Covid, fase 2 e medici di base
«Ora i pazienti disertano l’ambulatorio»

Molti pazienti preferiscono essere visitati su Whatsapp anzichè in studio.

A sentir parlare di fase due, i medici di base arricciano il naso. Loro, fra i principali testimoni di cosa sia stata l’altra fase – quella più dura, quella delle migliaia di morti in una manciata di giorni –, sono ancora tutti sul chi va là. Attenti a scovare e anticipare nuovi focolai. Ma è indubbio che qualcosa stia succedendo nell’ambito della medicina di famiglia, in questa seconda fase dell’epidemia: fioccano segnalazioni di pazienti che preferiscono consulenze telefoniche ad appuntamenti in carne ed ossa, oppure che – per quel malessere che non li lascia dormire sonni tranquilli – preferiscono essere visitati su Whatsapp anzichè in ambulatorio.

I segni indelebili dell’epidemia iniziano a farsi vedere. «Sta cambiando il rapporto coi pazienti – conferma Guido Marinoni, presidente dell’Ordine dei medici di Bergamo – ed è cambiato anche il nostro approccio. Premessa: in Italia non funzionerà mai il modello di altri Paesi stranieri, dove il rapporto medico paziente è quasi esclusivamente basato sulla teleassistenza. Nemmeno lo vogliamo, noi medici. C’è però da dire che, prima dell’epidemia, c’era un’overdose di presenza fisica, un eccesso di consulenza de visu. Ecco: non sarà più così, cambierà l’abitudine di passare fisicamente dal medico per questioni facilmente risolvibili al telefono, si potenzierà la telemedicina e la teleassistenza. E non sarà così fra cent’anni: già adesso si inizia. Anche e soprattutto in vista di una possibile ripresa dei contagi in autunno». Con i pazienti a centellinare (già adesso) le uscite in luoghi chiusi, ambulatori compresi, cambierà – e sta già cambiando – anche il modo di lavorare dei medici stessi.

# MATERIALE FORNITO:

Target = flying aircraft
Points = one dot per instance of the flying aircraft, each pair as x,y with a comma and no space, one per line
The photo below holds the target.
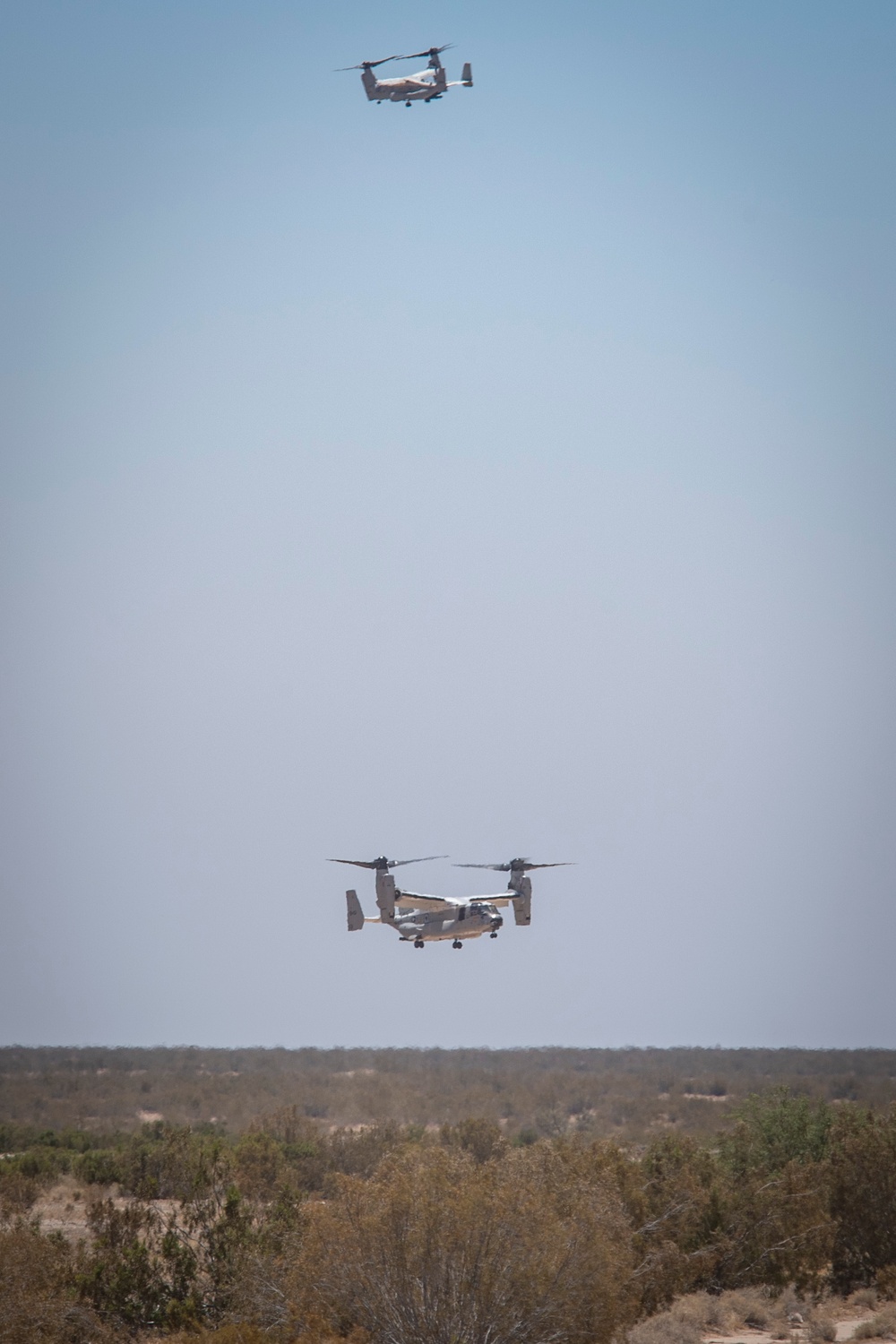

# DA FARE 1:
Rispondi a queste domande sul brano dei medici di base:
(a) Secondo l'estratto, dove preferiscono farsi visitare molti pazienti invece che in studio?
(b) Che carica ha Guido Marinoni?
(c) Secondo Marinoni, in vista di che cosa si comincia già adesso a potenziare telemedicina e teleassistenza?
# DA FARE 2:
Scrivi il seguito del brano sui medici di base nella fase 2, partendo dopo l'ultima frase.

# RISPOSTA 1:
(a) Su Whatsapp.
(b) È presidente dell'Ordine dei medici di Bergamo.
(c) In vista di una possibile ripresa dei contagi in autunno.

# RISPOSTA 2:
«Dovremo essere più esaustivi e risolutivi. Non potremo tergiversare o dire ai pazienti di tornare per riaggiornarci la settimana successiva, accumulando appuntamenti su appuntamenti. Anche perchè le sale d’attesa dovranno essere ben organizzate e costantemente sanificate, bisognerà far entrare solo su appuntamento, noi dovremo avere una quantità enorme di dispositivi di protezione che, ad oggi, ancora non sono disponibili, e di certo non potremo invitare tutti coloro che avranno la febbre fra ottobre e novembre, nel pieno del picco influenzale, a presentarsi negli studi. Quindi, sì, cambierà e sta già cambiando anche il nostro modo di lavorare».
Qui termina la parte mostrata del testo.